# Task:
List each row below that contains the word "concrete", copying it in full.

# Task input:
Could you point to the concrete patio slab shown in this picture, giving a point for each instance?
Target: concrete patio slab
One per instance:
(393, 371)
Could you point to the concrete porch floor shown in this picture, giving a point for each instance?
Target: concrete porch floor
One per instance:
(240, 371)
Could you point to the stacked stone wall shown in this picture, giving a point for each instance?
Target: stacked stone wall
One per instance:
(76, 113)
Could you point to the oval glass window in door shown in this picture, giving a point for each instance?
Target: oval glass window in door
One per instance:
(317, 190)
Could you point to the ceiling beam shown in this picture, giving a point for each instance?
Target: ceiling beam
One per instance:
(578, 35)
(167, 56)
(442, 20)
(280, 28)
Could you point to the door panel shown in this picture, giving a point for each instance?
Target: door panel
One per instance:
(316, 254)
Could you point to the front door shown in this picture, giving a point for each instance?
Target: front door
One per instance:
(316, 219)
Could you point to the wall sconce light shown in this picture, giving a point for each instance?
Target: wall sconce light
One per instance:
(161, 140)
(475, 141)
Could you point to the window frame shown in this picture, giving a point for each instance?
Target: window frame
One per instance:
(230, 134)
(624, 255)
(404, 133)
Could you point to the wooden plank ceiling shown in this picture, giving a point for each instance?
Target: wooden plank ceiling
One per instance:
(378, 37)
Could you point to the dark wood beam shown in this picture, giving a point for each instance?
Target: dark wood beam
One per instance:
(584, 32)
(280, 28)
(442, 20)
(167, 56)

==

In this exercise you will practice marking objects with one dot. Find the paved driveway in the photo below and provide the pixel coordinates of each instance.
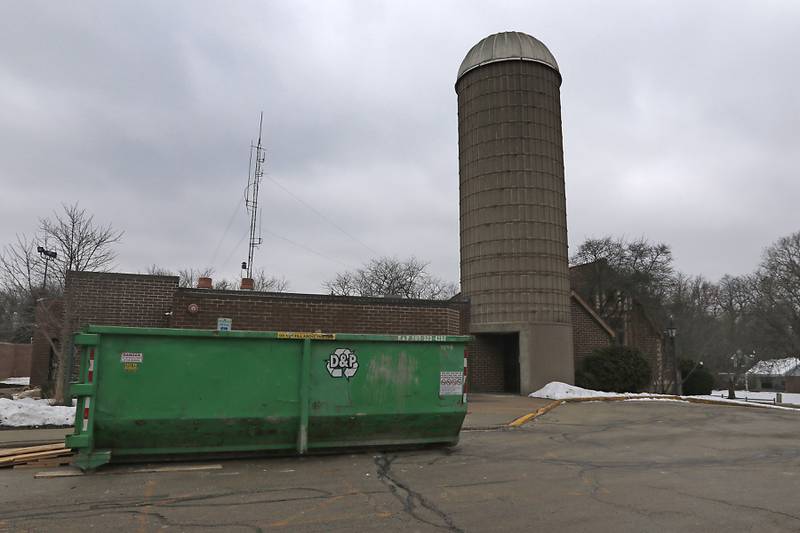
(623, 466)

# Exercise answer:
Could you point to the concrete patio slab shown in this picture, giving a point for each instance?
Target: concrete patio slab
Could you point to the concrete porch floor shown in this picture, giving a point for each instance?
Target: concrete porch floor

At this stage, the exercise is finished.